In overeenstemming met artikel 6 van het Koninklijk Besluit van 27 april 2007 betreffende de voorwaarden voor de verhandeling van dieren, heeft de verantwoordelijke van de handelszaak de verplichting om de contractdierenarts te ontbieden voor minimaal één bezoek per jaar in handelszaken die alleen vissen houden en één bezoek per trimester in handelszaken die zoogdieren, vogels, reptielen of amfibieën houden.

De contractdierenarts noteert bij elk van deze bezoeken zijn waarnemingen, opmerkingen en eventuele aanbevelingen.

Deze inlichtingen moeten bewaard worden in de inrichting in de vorm van een register en ter beschikking gehouden worden van de controlerende overheid gedurende tenminste 2 jaar.

Wanneer de beheerder en/of de verantwoordelijke de contractdierenarts niet ontbieden voor de regelmatige controle van de inrichting of geen gepast gevolg geven aan zijn opmerkingen en adviezen, heeft de contractdierenarts de verplichting om dit schriftelijk te melden aan Leefmilieu Brussel.

Leefmilieu Brussel ontvangt slechts zeer uitzonderlijk dergelijke melding. Slechts 1 in 2019 en geen in 2020.

Het register van de dierenartsverslagen wordt gecontroleerd om zich ervan te vergewissen dat het volledig is en dat de eventuele opmerkingen van de dierenartsen werden opgevolgd.

Getoonde regels =>
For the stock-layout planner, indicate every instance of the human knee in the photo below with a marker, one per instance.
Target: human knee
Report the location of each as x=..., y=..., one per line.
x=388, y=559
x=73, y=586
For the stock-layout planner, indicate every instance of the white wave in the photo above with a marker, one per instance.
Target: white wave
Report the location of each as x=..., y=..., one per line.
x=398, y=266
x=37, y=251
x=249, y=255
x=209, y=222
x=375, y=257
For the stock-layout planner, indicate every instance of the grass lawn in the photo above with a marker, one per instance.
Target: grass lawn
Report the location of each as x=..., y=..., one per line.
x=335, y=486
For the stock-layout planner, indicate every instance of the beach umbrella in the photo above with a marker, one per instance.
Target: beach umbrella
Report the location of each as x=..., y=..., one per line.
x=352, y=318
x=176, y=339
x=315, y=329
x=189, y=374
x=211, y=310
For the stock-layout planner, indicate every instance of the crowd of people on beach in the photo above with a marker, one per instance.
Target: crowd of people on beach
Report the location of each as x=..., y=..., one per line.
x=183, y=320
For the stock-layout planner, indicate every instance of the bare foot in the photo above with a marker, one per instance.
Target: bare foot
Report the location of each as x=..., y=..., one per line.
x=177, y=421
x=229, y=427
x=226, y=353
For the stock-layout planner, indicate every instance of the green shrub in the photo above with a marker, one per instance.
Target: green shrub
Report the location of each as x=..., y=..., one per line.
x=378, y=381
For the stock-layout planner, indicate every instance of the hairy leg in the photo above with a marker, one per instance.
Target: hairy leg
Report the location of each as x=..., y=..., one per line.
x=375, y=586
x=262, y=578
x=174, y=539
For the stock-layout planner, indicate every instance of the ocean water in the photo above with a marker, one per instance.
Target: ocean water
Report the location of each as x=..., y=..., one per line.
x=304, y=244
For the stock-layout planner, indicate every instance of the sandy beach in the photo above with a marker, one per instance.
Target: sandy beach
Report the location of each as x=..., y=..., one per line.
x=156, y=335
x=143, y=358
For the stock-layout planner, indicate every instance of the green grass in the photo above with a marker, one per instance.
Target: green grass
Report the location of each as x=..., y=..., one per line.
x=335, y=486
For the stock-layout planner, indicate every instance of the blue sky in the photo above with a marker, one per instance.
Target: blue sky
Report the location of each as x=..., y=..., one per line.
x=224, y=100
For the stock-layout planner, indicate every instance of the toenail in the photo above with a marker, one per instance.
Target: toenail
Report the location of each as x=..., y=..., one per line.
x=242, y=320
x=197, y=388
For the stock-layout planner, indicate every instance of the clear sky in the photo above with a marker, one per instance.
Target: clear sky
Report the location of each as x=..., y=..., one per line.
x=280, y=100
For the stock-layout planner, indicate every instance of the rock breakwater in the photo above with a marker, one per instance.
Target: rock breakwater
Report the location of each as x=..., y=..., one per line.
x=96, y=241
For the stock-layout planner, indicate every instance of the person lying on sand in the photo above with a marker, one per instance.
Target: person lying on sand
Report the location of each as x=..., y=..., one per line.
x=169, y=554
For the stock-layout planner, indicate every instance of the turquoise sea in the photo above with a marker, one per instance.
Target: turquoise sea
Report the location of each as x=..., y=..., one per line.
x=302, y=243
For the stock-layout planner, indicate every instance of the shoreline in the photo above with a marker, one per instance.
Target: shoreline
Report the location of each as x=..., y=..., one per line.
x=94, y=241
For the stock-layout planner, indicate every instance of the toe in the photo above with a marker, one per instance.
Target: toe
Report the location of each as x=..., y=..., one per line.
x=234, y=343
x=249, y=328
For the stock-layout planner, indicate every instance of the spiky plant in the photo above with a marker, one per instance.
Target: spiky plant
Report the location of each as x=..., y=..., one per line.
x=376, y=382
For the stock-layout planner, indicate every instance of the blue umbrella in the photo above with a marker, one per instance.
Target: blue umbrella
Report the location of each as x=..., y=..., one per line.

Wat er nodig is =>
Zet de tekst over de verplichte bezoeken van de contractdierenarts aan handelszaken met dieren voort, te beginnen na de laatste zin.

Oplossing =>
Vraag 2

Leefmilieu Brussel voert in het kader van haar inspectieplan regelmatig controles uit op de naleving van de erkenningsvoorwaarden van de 22 erkende handelszaken voor dieren. Ook naar aanleiding van vernieuwingen van erkenningen en volgend op klachten, worden deze inrichtingen gecontroleerd.

Zo werden in 2018 bijvoorbeeld 16 en in 2019 12 controles uitgevoerd op de naleving van de erkenningsvoorwaarden van de handelszaken voor dieren in het Brussels Hoofdstedelijk Gewest.

De consultatie van controlerapporten en bij uitbreiding de inhoud van inspectiedossiers van Leefmilieu Brussel valt onder de toepassing van het Gezamenlijk decreet en ordonnantie van het Brussels Hoofdstedelijk Gewest, de Gemeenschappelijke Gemeenschapscommissie en de Franse Gemeenschapscommissie van 16 mei 2019 betreffende de openbaarheid van bestuur bij de Brusselse instellingen.


Vraag 3

Bij mijn weten bestaat er geen enkele telling van het aantal gecommercialiseerde NGD in Brussel.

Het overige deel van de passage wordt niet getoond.